Saved entries:
══════

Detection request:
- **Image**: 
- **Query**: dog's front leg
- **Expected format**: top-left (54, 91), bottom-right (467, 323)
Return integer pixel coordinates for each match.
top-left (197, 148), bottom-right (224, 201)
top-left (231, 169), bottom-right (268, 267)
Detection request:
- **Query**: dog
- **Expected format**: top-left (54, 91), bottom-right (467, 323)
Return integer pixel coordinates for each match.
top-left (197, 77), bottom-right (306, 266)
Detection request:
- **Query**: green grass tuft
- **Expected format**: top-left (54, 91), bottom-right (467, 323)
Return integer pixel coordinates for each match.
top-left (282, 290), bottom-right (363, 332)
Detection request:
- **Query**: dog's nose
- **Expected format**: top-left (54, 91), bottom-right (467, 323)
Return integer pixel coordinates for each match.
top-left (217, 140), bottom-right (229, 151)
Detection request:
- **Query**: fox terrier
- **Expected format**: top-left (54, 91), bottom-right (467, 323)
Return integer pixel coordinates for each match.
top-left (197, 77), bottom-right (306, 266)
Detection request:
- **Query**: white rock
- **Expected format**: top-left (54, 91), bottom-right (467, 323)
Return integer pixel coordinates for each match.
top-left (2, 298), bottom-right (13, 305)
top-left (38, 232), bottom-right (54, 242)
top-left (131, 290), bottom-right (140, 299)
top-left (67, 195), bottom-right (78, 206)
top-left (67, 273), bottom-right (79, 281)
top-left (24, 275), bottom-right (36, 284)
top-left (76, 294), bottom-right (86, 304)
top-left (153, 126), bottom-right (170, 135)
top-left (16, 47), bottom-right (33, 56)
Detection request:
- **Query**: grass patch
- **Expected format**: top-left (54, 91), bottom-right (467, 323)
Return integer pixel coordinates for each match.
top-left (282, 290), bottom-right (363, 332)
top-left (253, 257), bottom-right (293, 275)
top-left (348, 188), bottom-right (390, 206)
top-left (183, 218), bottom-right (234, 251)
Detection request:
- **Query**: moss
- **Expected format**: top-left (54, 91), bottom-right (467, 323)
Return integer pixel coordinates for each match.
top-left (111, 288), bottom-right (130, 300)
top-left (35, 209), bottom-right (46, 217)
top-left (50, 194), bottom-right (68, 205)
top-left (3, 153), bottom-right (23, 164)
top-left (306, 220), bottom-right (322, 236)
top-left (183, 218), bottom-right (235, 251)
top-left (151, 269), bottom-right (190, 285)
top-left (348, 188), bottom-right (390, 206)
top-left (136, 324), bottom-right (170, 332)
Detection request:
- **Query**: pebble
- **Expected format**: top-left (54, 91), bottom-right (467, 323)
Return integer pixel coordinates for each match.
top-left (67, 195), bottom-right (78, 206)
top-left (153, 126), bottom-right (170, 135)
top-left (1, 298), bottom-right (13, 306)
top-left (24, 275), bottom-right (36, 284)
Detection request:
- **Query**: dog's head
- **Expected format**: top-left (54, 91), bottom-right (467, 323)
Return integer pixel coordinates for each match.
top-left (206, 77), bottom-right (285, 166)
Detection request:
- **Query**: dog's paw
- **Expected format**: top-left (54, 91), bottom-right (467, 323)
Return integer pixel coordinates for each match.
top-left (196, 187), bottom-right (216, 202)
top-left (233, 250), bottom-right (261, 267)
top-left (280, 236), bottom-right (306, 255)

══════

→ **Task description**
Only lines holding the word "grass" are wanted, so copy each of them from the records above.

→ **Written answer**
- **Query**: green grass tuft
- **Query**: grass patch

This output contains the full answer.